Retome o depoimento abaixo, sobre os ataques sofridos após a votação da LDO, e dê continuidade a ele a partir da última frase.

**TEXTO FORNECIDO**
# # # #
Meu primeiro sentimento no domingo [21], quando ele fez aquela fala, foi de surpresa. E eu liguei para o presidente Arthur Lira surpreso, eu não estava entendendo o que estava acontecendo, por dois motivos.
Primeiro, porque, se tem alguém que não tem responsabilidade naquilo, sou eu. Não participei da reunião de líderes que decidiu incluir a matéria na LDO, eu não participei da Comissão Mista de Orçamento, que inclui a matéria na LDO. Eu simplesmente toquei a votação, absolutamente dentro dos limites do regimento e do que foi combinado com os líderes.
Então, primeiro, eu fiquei muito surpreso. E, segundo, fiquei bastante indignado porque, naquele dia específico da votação, eu sentei na cadeira da presidência às 11 horas da manhã e parei 1 hora da manhã [do dia seguinte], ajudando o governo a aprovar uma pauta que era fundamental para ele, que era a LDO.
E, no final, fui vítima de uma covardia, de uma canalhice porque o que o presidente falou é uma coisa, mas aquilo dali não foi um ato espontâneo dele. Coordenadas com a fala dele, as milícias digitais dele passaram a me agredir, a agredir a minha família de uma forma avassaladora.
Então, essa turma é muito perigosa para a democracia e, quando o presidente me atacou – isso é fundamental –, o presidente não quer marchar sobre o Marcelo. Para ele, sou insignificante. Ele mesmo disse isso. O presidente quer marchar sobre o parlamento e a democracia brasileira.
Resta saber se quando ele chegar na porta da Câmara dos Deputados e do Senado vai ter gente que vai passar do lado dele para ele marchar sobre os nossos Poderes, se vai ter gente que vai abrir o corredor e estender o tapete para ele marchar sobre os nossos Poderes ou se vai ter gente que vai se entrincheirar em defesa da democracia, da Câmara, do Senado, de um país que não precisa de crise, e sim que precisa de emprego, de comida na mesa, de vacina no braço.
Eu sei onde vou estar: na trincheira.
# # # #
**MATERIAL FORNECIDO**
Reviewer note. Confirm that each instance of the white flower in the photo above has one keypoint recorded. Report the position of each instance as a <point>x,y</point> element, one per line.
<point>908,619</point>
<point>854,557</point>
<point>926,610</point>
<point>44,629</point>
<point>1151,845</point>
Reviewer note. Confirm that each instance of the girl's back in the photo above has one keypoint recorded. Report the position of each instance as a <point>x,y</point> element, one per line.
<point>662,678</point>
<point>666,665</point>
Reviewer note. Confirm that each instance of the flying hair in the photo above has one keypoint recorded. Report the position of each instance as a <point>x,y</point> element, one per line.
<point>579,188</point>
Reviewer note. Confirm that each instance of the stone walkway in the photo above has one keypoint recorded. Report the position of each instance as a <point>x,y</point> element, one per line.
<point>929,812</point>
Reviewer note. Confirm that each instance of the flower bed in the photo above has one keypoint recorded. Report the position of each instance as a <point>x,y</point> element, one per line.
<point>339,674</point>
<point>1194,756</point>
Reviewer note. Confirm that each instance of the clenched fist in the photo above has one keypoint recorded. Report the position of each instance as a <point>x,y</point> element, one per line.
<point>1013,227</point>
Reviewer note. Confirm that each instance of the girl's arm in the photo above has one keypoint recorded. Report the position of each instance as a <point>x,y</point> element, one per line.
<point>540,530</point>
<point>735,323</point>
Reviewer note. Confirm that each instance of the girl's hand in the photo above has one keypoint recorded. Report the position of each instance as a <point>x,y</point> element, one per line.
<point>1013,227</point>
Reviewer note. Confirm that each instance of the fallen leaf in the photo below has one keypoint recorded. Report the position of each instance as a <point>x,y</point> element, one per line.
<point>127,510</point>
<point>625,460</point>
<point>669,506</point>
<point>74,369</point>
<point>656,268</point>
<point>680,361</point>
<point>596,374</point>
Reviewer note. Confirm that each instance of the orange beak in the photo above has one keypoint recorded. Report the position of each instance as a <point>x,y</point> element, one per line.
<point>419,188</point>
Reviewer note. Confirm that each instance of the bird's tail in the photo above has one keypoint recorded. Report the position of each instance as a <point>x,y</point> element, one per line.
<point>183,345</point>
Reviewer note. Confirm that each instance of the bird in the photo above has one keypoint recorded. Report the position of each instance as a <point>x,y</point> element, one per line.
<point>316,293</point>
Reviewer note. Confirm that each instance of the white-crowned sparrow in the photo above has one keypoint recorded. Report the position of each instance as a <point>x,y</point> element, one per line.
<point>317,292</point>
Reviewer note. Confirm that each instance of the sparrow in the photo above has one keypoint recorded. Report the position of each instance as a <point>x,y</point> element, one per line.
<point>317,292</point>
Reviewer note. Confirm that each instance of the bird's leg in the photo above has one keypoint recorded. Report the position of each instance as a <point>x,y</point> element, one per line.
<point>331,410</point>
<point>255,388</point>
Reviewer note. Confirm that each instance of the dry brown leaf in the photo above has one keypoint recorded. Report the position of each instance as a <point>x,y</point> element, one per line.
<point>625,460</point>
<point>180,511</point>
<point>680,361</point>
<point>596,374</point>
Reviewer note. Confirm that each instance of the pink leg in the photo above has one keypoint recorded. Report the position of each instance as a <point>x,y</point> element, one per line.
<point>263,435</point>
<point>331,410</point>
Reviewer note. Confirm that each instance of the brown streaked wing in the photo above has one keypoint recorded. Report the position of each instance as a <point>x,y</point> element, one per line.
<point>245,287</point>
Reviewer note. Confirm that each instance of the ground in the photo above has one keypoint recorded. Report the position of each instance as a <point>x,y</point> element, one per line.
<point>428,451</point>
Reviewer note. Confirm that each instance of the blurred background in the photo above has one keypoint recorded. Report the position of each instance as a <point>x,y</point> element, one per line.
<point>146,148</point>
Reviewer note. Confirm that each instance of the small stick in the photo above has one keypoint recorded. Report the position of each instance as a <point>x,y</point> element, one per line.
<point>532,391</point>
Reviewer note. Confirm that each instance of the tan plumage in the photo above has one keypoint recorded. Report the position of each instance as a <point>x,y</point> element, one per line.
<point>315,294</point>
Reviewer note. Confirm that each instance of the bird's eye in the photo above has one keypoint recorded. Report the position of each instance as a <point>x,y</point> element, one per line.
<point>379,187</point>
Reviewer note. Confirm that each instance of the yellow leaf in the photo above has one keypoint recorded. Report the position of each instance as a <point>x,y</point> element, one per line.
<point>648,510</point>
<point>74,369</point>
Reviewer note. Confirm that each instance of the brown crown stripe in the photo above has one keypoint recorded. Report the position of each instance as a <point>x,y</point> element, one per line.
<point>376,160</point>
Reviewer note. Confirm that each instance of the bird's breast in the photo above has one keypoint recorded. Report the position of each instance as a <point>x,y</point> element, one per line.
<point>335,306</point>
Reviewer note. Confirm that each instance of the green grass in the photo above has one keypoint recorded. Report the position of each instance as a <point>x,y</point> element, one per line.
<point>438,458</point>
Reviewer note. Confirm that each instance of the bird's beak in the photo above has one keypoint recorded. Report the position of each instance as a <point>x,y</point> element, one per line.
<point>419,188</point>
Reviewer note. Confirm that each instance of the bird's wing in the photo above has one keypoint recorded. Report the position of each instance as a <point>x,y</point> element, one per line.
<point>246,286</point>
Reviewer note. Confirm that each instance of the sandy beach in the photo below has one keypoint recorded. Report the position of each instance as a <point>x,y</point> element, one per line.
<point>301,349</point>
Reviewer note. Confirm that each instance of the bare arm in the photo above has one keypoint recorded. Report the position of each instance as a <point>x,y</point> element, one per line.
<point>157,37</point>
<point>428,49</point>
# # # #
**RESULTADO DA TAREFA**
O senhor passou a se declarar como oposição após esses desentendimentos. Como o senhor definiria e qualificaria hoje a sua relação com o presidente Bolsonaro?
Não tenho nenhum respeito pelo presidente Jair Bolsonaro. Independentemente da questão política, acho ele um ser humano deplorável. Então, não tenho nenhum respeito por ele. Agora, tenho a grandeza de não confundir isso com minhas responsabilidades institucionais.
Talvez poucos deputados tenham prestado tanto serviço a este governo quanto eu. Eu fui o presidente da [comissão da] única reforma que esse governo aprovou até aqui, que foi a reforma da Previdência. Eu presidi a sessão da votação da PEC Emergencial, eu ajudo o governo em todas as matérias.
Minha atitude sempre foi solidária, apesar de sempre criticar o presidente quando ele ultrapassa os limites da democracia. Então, eu não posso ter respeito por alguém que não tem consideração por ninguém.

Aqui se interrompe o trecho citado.